### Aplique a leitura
**A.** No texto sobre a trajetória da banda A&V, onde aconteceu a primeira apresentação do grupo?
**B.** Prossiga com o texto sobre a trajetória da banda A&V a partir do ponto em que ele termina.

### Trecho do texto
_ _ _ _ _ _ _
Da festa rockabilly à estrada
Tudo começou em uma festa rockabilly na noite de natal de 1990. Malenotti surgiu com uma fita VHS do grupo americana Stray Cats. Lá estavam Alexandre Móica (guitarra), Paulo James (bateria) e Roberto Abreu (baixista da A&V até 2004), que já tinham sua banda. Todos ficaram hipnotizados, assistindo a fita em looping da 1h até as 7h.
— Nunca tínhamos visto um clipe sequer do Stray Cats, quanto mais um VHS inteiro. Virou o centro da festa — recorda Móica.
A afinidade de Malenotti, que na época integrava o grupo Os Nelson, com o trio foi instantânea. Prontamente, eles tiveram a ideia de formar uma banda, que acabou tendo seu nome inspirado na seção de um fanzine de Curitiba.
A primeira apresentação aconteceu em julho do ano seguinte na festa Moondog's Rockabilly Party, na Sociedade Italiana, no Bom Fim. Ao serem questionados sobre o que se lembram daquela noite, a banda é uníssona: muito pouco.
— Havia uma piscina infantil de mil litros, com garrafas de cerveja. Era festa open bar para 150 pessoas. O bolor foi brutal — relata Malenotti.
Com repertório autoral e sonoridade influenciada pelo rockabilly, A&V foi se consolidando no underground. Viajaria o Brasil, apareceria na MTV, integraria o álbum split Chá das Quatro (1994), dividido com outras três bandas (Mr. Papoo, Pura Sangre e Quintos dos Infernos) até finalmente lançar seu disco de estreia em 1996, God Bless Your Ass. Ainda com maior parte do repertório em inglês, o trabalho seria uma rebarba da fase rockabilly do grupo, já trazendo duas faixas em português — Minha Fama de Mau (cover de Erasmo Carlos) e a jovenguardiana A 100 Por Hora.
_ _ _ _ _ _ _
### Dados apresentados
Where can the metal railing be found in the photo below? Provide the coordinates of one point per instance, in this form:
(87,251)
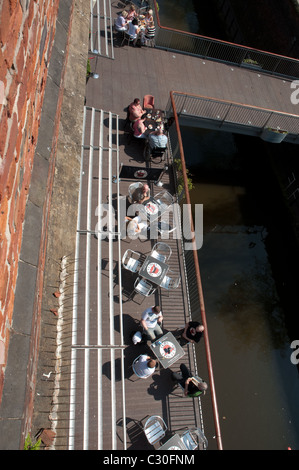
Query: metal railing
(192,264)
(202,46)
(225,112)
_ _ _ _ _ _ _
### Respostas por item
**A.** Na festa Moondog's Rockabilly Party, na Sociedade Italiana, no Bom Fim.

**B.**
— Sempre nos dizíamos para experimentar compor português. Como nossas referências imediatas era o rockabilly, como os Stray Cats e o rock original dos anos 1950, nossas composições eram naturalmente em inglês — aponta o baterista Paulo James, principal compositor do grupo.
A língua portuguesa passaria a predominar a partir do segundo disco, que leva o nome da banda, de 1999. O álbum entraria para o panteão do rock gaúcho, com clássicos como Fim de Tarde com Você, Até a Hora de Parar e O Dia D é Hoje. Aliás, o leque de clássicos se multiplicaria nos trabalhos seguintes — Remédio, Milésima Canção de Amor, O Nome Dessa Rua, Suspenso no Espaço, Deus Quis, entre outras. Naquele momento, no final dos anos 1990, a sonoridade da banda se ampliaria.
— Há um lado de folk, que desemboca em Fim de Tarde e Quem Me Dera. Tínhamos isso mais ou menos no início, mas acentuou ali. Tem também um astral de anos 1960 que não existia na banda, como O Dia D é Hoje, esse tipo de groove. E ainda essa influência do rock brasileiro e da Jovem Guarda — descreve Paulo.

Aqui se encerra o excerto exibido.